(PAGE EXCERPT Opens)

Is there a solution to fix this? Or is there any other way of splitting it?
Thank you.
ps. This is my first time posting on Stack Overflow, and I'm also new to Python. Sorry if the formatting is bad.
I gave your problem a try. I wasn't able to fix the issue in your approach. I was able to come up with another approach since you provided the expected output. Hopefully this is concise and resolves your issue.
df = pd.DataFrame(columns=['Year', 'State', 'Ingredient', 'Species'])
df.loc[0] = [1998, 'CA', 'egg; pork', 'sp1;sp2'] # Same input df as problem
print df
sp = df['Species'][0].split(';') # Separating by species
df = pd.concat([df]*len(sp), ignore_index=True) # Add len(sp) more rows
df['Species'] = sp
ing = df['Ingredient'][0].split(';')

(PAGE EXCERPT Closes)
(AVAILABLE DATA Opens)

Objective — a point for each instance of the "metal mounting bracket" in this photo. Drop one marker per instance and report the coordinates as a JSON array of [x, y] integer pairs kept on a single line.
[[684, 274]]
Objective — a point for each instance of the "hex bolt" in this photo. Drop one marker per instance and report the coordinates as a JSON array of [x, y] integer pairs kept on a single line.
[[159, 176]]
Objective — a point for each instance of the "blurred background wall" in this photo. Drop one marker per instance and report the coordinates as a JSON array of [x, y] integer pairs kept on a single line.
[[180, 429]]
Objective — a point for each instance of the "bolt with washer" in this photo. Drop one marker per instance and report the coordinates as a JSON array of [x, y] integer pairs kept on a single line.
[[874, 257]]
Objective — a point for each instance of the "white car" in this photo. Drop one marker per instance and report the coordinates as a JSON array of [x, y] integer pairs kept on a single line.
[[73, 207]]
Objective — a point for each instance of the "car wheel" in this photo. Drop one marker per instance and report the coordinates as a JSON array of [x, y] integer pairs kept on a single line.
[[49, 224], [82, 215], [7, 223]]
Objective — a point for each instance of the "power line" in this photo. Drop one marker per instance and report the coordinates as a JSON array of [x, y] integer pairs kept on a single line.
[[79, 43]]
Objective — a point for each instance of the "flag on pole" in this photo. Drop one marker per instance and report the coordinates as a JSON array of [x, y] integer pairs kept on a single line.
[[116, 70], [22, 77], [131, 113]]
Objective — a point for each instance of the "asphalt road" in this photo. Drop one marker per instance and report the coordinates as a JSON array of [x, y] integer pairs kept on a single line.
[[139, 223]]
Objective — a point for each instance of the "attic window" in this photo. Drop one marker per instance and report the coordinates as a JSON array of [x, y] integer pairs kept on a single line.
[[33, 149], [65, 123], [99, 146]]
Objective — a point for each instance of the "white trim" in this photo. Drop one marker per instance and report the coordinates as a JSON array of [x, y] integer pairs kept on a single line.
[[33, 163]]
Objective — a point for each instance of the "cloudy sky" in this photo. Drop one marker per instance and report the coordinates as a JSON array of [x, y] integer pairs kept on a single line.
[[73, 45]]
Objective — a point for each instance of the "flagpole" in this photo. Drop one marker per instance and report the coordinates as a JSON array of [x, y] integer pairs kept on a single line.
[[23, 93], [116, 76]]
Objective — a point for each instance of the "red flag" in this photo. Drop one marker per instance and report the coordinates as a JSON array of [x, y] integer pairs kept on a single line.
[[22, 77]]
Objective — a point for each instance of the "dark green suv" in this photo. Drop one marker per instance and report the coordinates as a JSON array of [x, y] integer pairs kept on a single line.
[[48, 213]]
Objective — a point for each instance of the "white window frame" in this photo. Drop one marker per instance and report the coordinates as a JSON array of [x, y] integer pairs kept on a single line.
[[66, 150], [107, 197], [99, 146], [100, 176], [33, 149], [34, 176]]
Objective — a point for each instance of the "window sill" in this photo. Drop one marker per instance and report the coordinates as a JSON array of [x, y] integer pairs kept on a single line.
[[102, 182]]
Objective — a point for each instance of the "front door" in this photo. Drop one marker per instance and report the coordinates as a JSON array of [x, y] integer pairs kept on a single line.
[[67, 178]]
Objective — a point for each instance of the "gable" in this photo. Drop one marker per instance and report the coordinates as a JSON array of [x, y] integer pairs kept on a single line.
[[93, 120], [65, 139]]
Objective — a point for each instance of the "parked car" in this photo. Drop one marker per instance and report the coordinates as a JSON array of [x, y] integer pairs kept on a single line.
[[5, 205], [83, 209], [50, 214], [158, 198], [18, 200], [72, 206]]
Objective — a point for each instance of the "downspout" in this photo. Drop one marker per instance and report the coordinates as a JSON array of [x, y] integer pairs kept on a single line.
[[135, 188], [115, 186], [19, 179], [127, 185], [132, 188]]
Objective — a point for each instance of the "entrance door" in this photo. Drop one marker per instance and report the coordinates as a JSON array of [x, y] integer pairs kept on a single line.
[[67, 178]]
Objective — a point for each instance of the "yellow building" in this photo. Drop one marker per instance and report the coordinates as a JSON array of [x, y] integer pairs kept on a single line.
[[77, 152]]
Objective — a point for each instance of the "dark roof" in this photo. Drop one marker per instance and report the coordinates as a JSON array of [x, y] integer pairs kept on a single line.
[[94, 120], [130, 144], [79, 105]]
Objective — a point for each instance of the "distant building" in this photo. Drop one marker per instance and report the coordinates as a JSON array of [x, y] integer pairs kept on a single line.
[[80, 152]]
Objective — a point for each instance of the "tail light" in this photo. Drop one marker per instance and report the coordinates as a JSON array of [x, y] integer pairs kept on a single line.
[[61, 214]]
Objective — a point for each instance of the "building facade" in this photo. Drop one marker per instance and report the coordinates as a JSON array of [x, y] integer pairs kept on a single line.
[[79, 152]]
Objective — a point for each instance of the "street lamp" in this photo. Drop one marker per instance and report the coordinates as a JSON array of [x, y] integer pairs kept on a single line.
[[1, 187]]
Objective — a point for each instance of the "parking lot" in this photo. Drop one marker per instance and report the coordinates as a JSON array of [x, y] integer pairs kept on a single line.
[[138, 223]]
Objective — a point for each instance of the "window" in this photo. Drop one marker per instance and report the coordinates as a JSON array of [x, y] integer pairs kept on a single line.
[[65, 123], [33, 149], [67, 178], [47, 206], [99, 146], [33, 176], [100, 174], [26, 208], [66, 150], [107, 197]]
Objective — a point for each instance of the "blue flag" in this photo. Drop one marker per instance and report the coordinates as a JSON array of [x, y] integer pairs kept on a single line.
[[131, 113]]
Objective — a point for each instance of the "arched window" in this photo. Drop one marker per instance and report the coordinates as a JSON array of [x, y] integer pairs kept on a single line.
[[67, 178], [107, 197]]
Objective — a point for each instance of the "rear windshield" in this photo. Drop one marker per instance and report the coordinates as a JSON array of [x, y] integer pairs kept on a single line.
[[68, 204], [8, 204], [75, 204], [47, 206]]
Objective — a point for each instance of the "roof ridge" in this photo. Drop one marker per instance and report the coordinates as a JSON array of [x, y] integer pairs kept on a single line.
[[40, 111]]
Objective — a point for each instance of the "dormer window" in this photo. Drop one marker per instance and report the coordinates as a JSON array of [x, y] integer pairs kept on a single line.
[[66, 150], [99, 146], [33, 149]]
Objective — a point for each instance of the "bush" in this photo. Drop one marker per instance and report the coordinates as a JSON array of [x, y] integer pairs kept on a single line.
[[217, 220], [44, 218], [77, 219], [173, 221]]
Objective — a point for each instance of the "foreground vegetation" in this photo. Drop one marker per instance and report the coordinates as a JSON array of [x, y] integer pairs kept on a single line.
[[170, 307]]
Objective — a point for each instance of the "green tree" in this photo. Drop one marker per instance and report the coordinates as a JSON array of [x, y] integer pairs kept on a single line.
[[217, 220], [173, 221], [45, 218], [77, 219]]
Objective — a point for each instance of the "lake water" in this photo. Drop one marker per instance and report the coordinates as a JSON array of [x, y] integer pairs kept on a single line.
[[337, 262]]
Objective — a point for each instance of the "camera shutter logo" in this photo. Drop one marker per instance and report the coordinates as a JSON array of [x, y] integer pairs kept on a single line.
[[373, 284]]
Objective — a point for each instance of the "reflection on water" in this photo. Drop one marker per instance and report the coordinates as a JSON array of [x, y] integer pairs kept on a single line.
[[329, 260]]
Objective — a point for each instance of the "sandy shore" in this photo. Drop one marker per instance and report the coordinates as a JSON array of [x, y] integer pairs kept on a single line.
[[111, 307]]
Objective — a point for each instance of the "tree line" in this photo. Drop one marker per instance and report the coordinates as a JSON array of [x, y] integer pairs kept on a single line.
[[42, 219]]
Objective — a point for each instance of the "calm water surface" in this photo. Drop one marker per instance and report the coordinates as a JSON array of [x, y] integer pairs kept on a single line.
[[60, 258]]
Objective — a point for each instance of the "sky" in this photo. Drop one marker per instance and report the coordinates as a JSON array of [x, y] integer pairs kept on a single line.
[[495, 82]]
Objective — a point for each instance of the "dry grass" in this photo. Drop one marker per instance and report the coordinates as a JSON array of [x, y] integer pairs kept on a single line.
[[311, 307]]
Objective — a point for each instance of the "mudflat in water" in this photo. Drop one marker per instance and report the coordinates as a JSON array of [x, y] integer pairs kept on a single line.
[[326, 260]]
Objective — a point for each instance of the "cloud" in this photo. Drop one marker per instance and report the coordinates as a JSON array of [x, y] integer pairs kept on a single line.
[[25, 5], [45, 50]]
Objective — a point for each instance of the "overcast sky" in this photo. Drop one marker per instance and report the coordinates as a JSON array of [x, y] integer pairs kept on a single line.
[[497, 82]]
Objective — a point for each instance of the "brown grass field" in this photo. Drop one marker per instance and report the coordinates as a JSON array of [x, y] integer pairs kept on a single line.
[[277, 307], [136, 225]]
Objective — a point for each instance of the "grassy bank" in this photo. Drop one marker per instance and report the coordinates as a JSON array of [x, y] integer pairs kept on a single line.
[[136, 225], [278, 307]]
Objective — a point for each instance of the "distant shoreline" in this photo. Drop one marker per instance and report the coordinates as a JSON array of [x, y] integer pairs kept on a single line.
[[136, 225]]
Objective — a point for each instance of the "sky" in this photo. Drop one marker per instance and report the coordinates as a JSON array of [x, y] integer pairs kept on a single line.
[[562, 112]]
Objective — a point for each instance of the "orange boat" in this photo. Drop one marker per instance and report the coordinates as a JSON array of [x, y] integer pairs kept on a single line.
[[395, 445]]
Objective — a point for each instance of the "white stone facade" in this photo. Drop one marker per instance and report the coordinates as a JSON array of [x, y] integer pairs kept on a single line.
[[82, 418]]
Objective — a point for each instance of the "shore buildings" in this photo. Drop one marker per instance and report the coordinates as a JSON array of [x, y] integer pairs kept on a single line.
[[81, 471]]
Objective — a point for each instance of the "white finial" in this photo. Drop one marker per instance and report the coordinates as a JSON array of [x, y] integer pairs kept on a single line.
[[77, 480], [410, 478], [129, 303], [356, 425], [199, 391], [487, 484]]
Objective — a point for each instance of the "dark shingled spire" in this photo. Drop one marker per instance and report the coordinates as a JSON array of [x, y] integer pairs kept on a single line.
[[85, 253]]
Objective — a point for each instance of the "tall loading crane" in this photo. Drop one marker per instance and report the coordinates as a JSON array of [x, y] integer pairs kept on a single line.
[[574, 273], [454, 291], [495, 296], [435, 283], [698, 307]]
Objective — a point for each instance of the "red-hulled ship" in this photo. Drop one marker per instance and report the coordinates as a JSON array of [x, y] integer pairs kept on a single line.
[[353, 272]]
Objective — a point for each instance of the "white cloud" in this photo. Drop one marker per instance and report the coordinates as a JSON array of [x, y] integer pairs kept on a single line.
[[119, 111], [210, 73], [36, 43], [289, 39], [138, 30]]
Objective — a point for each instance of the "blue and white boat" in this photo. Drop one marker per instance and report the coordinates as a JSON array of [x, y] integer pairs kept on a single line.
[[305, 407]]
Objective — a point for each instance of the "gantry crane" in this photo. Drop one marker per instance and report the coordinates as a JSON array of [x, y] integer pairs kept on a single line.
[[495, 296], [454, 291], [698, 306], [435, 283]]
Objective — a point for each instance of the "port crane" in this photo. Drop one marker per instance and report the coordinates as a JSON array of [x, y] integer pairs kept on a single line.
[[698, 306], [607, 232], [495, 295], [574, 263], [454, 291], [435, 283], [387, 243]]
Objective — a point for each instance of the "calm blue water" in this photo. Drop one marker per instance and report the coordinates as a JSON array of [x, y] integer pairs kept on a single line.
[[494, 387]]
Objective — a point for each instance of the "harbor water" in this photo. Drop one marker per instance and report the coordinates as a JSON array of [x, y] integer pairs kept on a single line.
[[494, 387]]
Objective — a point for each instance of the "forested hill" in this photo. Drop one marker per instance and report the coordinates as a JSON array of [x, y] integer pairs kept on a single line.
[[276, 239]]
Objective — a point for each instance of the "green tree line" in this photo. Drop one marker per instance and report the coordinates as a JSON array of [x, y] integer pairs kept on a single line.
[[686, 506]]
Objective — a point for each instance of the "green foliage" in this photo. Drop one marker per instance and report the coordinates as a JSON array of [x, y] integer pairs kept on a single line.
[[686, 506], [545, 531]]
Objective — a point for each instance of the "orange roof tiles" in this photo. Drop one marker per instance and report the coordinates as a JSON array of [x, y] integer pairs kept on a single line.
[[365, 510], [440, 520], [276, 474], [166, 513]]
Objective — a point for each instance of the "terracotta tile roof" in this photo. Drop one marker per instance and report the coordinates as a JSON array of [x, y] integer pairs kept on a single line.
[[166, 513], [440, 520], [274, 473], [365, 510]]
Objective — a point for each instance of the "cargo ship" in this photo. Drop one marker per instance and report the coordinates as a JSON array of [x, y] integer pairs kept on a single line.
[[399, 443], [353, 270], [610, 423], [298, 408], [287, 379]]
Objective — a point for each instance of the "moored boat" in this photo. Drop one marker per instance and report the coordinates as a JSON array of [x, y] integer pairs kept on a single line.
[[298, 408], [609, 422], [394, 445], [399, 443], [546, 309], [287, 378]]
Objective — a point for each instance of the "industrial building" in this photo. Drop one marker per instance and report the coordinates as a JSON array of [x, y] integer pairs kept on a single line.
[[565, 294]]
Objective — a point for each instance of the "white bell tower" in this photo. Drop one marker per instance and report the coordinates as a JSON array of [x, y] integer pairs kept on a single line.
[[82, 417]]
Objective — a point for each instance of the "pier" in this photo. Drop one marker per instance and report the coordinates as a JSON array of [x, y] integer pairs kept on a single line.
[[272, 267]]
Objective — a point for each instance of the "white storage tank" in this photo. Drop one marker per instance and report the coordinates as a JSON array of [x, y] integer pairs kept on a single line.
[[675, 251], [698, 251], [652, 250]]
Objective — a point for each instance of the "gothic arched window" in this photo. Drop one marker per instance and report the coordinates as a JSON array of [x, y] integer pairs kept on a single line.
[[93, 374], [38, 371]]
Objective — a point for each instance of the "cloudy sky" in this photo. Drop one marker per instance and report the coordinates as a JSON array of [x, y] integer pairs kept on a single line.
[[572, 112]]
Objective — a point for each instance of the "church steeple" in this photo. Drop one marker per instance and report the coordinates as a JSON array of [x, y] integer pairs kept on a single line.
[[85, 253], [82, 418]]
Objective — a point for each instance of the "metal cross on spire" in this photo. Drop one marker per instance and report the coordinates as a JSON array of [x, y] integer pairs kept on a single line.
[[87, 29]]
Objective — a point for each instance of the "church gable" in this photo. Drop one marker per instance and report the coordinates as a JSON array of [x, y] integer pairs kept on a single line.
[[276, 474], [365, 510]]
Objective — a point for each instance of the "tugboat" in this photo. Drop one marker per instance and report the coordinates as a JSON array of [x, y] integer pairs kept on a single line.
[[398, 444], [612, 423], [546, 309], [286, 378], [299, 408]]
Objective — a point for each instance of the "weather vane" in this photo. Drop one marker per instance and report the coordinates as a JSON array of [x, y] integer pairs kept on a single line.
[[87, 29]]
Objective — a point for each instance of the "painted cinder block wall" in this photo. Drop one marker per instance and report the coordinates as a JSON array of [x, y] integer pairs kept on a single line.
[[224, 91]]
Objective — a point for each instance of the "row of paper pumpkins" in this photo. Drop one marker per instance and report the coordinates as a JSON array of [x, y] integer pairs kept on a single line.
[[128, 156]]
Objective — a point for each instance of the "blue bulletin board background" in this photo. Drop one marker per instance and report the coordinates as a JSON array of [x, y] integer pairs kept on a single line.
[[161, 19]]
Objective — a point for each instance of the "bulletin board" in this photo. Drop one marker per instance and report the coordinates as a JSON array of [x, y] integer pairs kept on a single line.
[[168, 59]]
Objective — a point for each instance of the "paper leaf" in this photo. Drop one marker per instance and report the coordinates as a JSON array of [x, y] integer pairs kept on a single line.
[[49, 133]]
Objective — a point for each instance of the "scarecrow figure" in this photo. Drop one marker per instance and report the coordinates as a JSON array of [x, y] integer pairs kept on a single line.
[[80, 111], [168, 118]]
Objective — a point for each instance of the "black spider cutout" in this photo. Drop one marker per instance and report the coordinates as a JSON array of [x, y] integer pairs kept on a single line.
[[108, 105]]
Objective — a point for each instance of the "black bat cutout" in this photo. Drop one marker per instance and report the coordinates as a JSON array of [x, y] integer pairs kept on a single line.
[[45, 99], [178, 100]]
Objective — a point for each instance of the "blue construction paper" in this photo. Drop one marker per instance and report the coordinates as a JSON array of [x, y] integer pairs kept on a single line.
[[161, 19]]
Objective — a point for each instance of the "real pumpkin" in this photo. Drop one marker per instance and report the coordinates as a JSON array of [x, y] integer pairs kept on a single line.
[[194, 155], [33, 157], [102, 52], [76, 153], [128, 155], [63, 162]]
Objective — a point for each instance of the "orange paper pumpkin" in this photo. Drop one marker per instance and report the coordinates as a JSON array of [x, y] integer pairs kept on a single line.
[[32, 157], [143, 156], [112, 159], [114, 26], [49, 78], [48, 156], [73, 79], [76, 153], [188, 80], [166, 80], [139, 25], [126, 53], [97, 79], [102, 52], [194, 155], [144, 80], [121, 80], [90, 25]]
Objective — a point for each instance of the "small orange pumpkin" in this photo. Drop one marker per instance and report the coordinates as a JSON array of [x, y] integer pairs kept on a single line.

(AVAILABLE DATA Closes)

[ASSIGNED TASK A]
From the forum excerpt, set down the part that begins with the words "ps. This is" and ends with "resolves your issue.".
[ASSIGNED TASK B]
Condense the paragraph of the forum excerpt that begins "I gave your problem a try" into one shorter sentence that keeps its main facts.
[ASSIGNED TASK C]
List the column names given to the DataFrame created in the forum excerpt.

[ANSWER A]
ps. This is my first time posting on Stack Overflow, and I'm also new to Python. Sorry if the formatting is bad.
I gave your problem a try. I wasn't able to fix the issue in your approach. I was able to come up with another approach since you provided the expected output. Hopefully this is concise and resolves your issue.

[ANSWER B]
The answerer tried the asker's approach but could not fix it, so the answerer wrote a different one based on the expected output and hopes it is concise and solves the problem.

[ANSWER C]
- Year
- State
- Ingredient
- Species